→ DOCUMENT EXCERPT
Much love to you family members, Margo & Dale Seymour

Linda said...

My first memory of Jo is the huge smile she had every time you saw her. You always knew she was happy to see you. Every conversation with Jo was spiced with laughs. She always had a positive view of everything.

She was the 1st super mom at Marengo in the early 70’s when I was teaching her children,. She not only did everything, but organized all the moms to be active volunteers.

Her energy was contagious. Often she and Phil hosted parties at there home with the complete Marengo school staff and spouses. This often included a volley ball game, fire pit, tons of food and drinks - always a memorable event. We were poor teachers in our 20’s and being treated to a party night was incredible. I am sure this was the start of the Marengo spirit that has continued all these years.

Personally, I was so touch 2 years after I left teaching at Marengo School in 1977. I returned to move to La France Ave in So Pas and Jo was the first person to welcome me back - at my door the day the movers arrived with a delicious dinner. I had a 5 week old baby and this was an incredible gift.

Jo was a giver. She made people around her happy. She volunteered for anything and everything. Yesterday I received a flyer advertising the Relay for Life that is held Sunday and the picture on the flyer had Jo in a wheelchair participating in the walk.

What an incredible woman. Loved by so many because she opened her heart to everyone. She will always be a part of me.

Linda Poore

Marengo Teacher 1969-1975

Classroom teacher for Peter, Steve, Sandra & David(for 2 weeks)

Anonymous said...

This afternoon's "Celebration of Life" was certainly that -- a celebration of Jo, the women whom we all loved and admired. She was honored not only by the speakers, who were eloquent, but also by all of us who listened, nodded as we heard familiar stories, and laughed at the humerous tidbits of Jo lore. The tears and wine did flow. Thanks to all the family members -- you did Jo proud.


Ruth Slater

Anonymous said...

Monday, April 18, 2011


Jo Saeta was a neighbor and friend when our family lived just down the street from the Saeta family. Our two sons grew up, attending Marengo School, South Pasadena Junior and Senior High with Stephen and Sandra Saeta, while my husband Sieg and I enjoyed the company of Jo and Phil on numerous social occasions, with mutual friends through the years. Jo shared my deep and abiding belief in social justice and we both attended meetings of the PTA Human Relations Group where we formed friendships with like minded South Pasadena parents.

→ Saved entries
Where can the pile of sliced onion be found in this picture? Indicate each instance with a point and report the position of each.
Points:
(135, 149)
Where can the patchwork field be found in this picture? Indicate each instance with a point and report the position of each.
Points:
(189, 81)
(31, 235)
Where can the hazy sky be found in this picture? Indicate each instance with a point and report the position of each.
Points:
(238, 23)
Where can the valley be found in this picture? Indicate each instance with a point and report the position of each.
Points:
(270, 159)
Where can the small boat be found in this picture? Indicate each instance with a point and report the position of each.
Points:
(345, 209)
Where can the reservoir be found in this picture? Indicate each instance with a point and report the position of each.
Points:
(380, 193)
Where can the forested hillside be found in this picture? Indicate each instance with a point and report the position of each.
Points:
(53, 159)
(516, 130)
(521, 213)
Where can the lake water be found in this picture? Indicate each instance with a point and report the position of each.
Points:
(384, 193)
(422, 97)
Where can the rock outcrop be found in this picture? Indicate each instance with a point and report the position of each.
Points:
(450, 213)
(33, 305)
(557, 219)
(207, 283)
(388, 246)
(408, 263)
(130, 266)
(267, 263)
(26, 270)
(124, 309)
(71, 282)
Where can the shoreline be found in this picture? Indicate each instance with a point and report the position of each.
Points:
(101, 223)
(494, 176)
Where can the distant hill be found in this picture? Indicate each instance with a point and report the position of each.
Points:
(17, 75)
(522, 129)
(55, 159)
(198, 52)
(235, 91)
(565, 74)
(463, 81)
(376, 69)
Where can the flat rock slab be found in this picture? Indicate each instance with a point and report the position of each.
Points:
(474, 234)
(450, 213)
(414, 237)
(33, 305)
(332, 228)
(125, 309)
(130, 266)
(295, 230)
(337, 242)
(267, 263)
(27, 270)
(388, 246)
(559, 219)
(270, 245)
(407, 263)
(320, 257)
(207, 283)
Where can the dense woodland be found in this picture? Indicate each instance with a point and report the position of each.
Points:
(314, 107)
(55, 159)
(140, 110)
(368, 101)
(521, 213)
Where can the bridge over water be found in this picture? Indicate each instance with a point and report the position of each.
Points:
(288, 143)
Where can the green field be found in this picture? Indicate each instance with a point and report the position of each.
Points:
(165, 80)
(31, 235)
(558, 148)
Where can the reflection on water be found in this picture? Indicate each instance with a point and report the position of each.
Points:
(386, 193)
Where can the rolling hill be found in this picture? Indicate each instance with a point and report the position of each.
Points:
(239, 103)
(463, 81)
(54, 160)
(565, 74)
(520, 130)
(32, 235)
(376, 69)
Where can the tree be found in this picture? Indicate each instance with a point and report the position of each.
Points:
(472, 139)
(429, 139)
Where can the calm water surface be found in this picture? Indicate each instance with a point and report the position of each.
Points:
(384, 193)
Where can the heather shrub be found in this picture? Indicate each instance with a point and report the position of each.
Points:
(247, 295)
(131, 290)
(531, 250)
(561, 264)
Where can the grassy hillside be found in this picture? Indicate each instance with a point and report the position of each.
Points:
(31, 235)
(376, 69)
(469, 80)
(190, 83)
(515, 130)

* * *

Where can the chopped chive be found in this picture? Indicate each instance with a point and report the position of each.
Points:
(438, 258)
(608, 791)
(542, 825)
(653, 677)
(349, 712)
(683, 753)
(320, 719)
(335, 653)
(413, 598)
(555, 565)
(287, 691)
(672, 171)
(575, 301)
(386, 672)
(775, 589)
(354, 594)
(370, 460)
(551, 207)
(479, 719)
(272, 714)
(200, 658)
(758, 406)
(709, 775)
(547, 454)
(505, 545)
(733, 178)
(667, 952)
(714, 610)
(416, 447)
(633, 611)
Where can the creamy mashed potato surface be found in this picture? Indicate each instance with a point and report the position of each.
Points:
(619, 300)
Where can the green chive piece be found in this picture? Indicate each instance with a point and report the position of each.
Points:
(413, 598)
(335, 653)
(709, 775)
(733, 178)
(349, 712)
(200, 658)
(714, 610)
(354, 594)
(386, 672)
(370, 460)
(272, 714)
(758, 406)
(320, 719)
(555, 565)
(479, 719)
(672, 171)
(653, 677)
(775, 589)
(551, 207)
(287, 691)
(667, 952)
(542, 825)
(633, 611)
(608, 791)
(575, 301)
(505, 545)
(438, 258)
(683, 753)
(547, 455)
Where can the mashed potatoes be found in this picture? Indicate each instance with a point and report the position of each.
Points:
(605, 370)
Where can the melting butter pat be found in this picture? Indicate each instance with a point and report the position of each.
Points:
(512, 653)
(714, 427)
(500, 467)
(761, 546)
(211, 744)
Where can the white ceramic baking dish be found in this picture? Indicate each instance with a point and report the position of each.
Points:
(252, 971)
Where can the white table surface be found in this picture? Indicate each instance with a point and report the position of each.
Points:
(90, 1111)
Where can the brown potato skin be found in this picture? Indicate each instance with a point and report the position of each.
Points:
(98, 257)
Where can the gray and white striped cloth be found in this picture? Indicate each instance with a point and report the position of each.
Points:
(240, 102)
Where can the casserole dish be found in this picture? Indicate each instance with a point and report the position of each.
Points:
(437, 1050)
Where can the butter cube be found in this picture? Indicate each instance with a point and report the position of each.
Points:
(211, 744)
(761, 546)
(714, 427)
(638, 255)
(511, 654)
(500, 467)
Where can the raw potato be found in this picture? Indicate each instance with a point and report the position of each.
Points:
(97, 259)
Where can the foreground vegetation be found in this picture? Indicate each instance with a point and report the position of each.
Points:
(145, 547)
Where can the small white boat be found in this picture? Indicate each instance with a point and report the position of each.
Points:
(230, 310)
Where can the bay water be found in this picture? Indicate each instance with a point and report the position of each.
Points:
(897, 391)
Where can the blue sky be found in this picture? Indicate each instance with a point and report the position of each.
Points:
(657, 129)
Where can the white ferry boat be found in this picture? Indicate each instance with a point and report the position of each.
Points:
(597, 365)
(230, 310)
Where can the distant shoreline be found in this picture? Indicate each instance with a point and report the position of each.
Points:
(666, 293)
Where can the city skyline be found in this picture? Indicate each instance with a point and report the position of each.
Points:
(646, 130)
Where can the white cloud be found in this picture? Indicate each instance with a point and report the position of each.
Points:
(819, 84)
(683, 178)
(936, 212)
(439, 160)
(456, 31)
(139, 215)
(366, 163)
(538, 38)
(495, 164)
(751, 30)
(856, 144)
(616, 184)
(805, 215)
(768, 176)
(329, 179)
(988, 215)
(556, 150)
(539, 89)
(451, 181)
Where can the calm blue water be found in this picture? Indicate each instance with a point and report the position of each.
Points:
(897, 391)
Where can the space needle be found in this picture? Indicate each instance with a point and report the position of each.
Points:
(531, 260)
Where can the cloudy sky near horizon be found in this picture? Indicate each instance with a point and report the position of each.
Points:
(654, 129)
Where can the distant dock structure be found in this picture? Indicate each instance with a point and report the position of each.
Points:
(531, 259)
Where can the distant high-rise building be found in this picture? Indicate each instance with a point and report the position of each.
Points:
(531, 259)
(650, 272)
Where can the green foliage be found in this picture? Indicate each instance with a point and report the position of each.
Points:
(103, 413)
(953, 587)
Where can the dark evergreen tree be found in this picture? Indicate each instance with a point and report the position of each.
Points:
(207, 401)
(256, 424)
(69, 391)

→ TASKS FOR THIS EXERCISE
a) In the memorial comments about Jo, what did Jo bring to Linda's door on the day the movers arrived?
b) Continue the memorial comments about Jo from where they stop.

→ ANSWERS GIVEN
a) A delicious dinner.

b)
One memory from those years stands out. Sieg and I, not knowing of the crowded conditions at the popular ski area, had driven our two boys up to Arrowhead one weekend, to find it jammed with like minded families. Parking lots were full and we, along with hordes of other families, had parked, illegally along the main road, anxiously watching and waiting to be ticketed. At this point Jo and Phil appeared and invited us to their cabin where we could park safely. We enjoyed a lovely afternoon visiting while our boys had fun on the slopes, Bill our younger son, courtesy of the Saetas who lent him a pair of skis as well. To me this is one of many examples of the welcoming warmth and generosity of Jo and Phil, as they opened their mountain home to us for the afternoon, sparing us the disappointment of an early departure from the ski area that would have disappointed our two boys who had looked forward to this day.

The Saeta family contributed greatly to the happy years we spent living in one of the most family friendly areas of our fair city.
Jo will be sorely missed in our community!
Margaret Lindstrom

Anonymous said...

I'm glad to find this site today after telling Phil in an email that I'm going to the Y with the flotation belt I bought to go to Arrowhead. Jo and I paddled around in the lake and told stories. It's wonderful to have and share memories of her great being.
Joyce Bryson, Stanford classmate and Round Robin friend.

Charles said...

There's too little kindness in this world, but Jo (or as I called her, "Aunt Jo") was an exception to the rule. She was a kind and loving woman of unfathomable generosity of spirit. May her goodness forever be as a blessing to those who knew and loved her. I will always bear her a great debt of gratitude for her profound kindness to me in my hour of need.